* GIVEN EXERCISE: Pick out and copy each line of the records below that contains the word "road". Uppercase and lowercase count as different.

[Coordinate labeling data]
>> Start
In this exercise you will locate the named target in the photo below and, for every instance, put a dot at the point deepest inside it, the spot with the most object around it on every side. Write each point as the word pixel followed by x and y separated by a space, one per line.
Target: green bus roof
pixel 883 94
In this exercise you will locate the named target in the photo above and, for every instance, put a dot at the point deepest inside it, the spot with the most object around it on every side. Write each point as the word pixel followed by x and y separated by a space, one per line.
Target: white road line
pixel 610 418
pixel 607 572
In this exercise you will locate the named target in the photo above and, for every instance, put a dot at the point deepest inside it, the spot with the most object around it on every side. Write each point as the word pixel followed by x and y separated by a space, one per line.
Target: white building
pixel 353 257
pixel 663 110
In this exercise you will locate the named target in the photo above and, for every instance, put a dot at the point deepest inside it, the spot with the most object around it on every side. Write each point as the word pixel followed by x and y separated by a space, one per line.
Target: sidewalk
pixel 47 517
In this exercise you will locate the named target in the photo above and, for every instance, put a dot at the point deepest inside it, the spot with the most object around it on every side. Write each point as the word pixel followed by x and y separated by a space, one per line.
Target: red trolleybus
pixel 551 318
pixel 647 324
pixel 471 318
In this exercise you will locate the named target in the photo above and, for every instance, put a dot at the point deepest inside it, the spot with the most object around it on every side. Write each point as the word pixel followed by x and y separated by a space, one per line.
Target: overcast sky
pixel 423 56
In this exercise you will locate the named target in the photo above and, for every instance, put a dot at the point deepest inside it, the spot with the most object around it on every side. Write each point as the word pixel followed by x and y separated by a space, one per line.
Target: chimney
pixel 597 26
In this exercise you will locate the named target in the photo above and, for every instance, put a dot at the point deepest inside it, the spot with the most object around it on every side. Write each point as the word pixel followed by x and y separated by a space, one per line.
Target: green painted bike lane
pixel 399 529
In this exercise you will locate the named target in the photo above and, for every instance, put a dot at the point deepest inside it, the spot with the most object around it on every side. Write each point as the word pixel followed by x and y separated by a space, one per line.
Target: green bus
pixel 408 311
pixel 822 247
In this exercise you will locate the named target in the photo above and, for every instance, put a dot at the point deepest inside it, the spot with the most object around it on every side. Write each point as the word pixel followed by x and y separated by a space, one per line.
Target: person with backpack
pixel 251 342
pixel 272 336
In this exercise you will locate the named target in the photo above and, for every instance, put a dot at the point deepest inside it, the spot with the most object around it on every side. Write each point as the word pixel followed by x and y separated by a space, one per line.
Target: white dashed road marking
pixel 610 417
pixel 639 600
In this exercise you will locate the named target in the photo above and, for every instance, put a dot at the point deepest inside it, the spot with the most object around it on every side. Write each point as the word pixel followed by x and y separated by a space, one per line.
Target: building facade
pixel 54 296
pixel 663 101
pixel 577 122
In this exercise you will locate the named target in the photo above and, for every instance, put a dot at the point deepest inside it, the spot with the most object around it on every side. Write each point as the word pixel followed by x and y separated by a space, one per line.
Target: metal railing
>> End
* IN RESPONSE:
Target: white road line
Target: white dashed road marking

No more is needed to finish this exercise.